Problem statement
Print these lines verbatim, starting at the line that contains "Expected: one point per instance of the rocky" and ending with the last line of the items below.

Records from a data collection
◇ ◇ ◇ ◇ ◇ ◇ ◇
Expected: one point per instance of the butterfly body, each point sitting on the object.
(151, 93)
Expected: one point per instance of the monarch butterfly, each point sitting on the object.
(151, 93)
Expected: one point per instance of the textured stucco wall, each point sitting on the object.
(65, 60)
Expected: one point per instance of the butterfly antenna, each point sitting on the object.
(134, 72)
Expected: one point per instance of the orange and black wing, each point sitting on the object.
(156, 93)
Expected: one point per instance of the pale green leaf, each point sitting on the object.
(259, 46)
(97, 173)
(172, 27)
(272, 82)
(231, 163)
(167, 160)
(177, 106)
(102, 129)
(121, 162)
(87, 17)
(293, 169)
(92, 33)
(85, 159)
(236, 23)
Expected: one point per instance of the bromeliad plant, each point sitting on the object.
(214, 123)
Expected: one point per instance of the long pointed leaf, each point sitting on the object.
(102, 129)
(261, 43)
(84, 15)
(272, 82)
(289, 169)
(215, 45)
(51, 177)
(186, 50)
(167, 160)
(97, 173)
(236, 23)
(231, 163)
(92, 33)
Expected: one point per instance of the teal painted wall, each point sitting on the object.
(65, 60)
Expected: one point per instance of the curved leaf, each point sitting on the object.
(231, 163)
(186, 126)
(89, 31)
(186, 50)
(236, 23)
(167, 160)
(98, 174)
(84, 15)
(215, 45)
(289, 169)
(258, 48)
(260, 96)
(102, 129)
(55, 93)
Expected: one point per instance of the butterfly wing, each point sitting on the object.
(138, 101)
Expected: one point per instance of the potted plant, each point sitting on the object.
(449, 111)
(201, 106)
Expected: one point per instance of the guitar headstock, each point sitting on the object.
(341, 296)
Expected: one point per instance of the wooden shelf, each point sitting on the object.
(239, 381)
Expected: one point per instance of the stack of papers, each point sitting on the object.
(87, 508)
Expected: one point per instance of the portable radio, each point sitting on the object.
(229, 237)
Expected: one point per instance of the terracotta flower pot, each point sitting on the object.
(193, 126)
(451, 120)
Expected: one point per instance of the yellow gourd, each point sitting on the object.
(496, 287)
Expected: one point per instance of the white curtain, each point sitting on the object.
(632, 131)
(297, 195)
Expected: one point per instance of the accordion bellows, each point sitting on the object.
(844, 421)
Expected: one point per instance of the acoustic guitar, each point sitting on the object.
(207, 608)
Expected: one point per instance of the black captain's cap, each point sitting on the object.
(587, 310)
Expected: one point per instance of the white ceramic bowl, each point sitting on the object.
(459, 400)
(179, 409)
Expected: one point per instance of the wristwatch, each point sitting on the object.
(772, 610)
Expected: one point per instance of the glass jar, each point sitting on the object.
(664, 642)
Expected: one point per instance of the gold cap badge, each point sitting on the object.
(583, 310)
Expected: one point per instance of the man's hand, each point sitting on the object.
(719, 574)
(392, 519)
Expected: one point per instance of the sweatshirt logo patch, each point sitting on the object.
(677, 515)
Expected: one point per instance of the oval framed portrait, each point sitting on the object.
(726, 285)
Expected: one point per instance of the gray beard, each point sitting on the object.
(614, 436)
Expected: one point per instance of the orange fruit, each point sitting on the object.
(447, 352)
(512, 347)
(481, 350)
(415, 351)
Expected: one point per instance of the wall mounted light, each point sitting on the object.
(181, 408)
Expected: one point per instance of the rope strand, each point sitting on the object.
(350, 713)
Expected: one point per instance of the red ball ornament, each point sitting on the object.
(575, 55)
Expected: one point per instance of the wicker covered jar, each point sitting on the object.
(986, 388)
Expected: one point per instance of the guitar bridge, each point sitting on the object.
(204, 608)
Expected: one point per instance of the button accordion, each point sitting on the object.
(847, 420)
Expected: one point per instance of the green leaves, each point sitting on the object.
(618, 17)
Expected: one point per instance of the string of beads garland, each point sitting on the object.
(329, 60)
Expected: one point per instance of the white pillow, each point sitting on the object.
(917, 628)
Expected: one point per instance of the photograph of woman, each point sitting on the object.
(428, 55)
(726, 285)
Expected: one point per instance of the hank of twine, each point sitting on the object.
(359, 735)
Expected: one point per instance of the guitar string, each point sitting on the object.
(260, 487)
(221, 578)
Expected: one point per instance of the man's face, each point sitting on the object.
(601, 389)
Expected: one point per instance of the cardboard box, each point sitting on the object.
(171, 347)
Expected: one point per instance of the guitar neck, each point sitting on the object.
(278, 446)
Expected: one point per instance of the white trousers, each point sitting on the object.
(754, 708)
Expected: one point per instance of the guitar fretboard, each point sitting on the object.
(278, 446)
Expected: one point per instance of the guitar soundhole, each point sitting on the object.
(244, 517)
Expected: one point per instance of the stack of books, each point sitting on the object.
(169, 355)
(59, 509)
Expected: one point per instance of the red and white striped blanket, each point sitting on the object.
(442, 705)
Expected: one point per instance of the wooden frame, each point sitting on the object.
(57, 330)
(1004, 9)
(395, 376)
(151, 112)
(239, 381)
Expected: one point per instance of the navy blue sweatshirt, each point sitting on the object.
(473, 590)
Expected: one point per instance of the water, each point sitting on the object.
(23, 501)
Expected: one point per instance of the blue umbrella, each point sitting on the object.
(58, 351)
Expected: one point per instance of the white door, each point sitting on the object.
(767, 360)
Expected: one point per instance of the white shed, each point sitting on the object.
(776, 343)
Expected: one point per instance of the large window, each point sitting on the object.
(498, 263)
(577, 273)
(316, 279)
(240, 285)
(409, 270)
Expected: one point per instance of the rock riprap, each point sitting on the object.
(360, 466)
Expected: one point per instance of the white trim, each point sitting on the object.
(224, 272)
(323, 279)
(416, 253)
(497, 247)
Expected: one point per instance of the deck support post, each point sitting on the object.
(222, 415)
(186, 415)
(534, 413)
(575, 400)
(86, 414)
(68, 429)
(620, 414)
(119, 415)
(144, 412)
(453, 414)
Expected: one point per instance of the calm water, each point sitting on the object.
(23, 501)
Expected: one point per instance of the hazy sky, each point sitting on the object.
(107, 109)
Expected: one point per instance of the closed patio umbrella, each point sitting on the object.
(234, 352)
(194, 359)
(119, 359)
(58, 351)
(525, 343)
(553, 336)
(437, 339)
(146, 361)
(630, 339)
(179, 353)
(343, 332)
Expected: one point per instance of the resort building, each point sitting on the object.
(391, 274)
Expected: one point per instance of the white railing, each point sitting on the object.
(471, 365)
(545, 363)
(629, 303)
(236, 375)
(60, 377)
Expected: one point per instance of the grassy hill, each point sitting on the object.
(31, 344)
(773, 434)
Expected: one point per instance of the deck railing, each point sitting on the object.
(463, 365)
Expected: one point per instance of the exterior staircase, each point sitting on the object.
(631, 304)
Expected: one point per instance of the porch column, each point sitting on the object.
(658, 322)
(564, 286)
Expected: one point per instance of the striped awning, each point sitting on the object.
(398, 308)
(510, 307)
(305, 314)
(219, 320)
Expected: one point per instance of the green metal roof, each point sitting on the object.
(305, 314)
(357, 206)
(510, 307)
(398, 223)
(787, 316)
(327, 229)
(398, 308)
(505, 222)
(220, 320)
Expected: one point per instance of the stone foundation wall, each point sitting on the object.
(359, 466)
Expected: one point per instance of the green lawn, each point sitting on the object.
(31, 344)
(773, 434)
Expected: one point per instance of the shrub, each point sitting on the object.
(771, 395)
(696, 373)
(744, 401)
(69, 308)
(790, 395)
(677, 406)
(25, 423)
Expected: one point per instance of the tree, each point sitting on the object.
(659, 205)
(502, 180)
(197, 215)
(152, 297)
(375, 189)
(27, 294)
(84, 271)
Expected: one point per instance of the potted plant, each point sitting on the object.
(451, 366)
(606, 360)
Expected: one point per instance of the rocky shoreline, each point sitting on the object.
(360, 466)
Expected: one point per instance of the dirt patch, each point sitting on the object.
◇ ◇ ◇ ◇ ◇ ◇ ◇
Task result
Expected: one point per instance of the rocky shoreline, each point sitting on the object.
(360, 466)
Expected: one point per instance of the dirt patch, each point sitting on the object.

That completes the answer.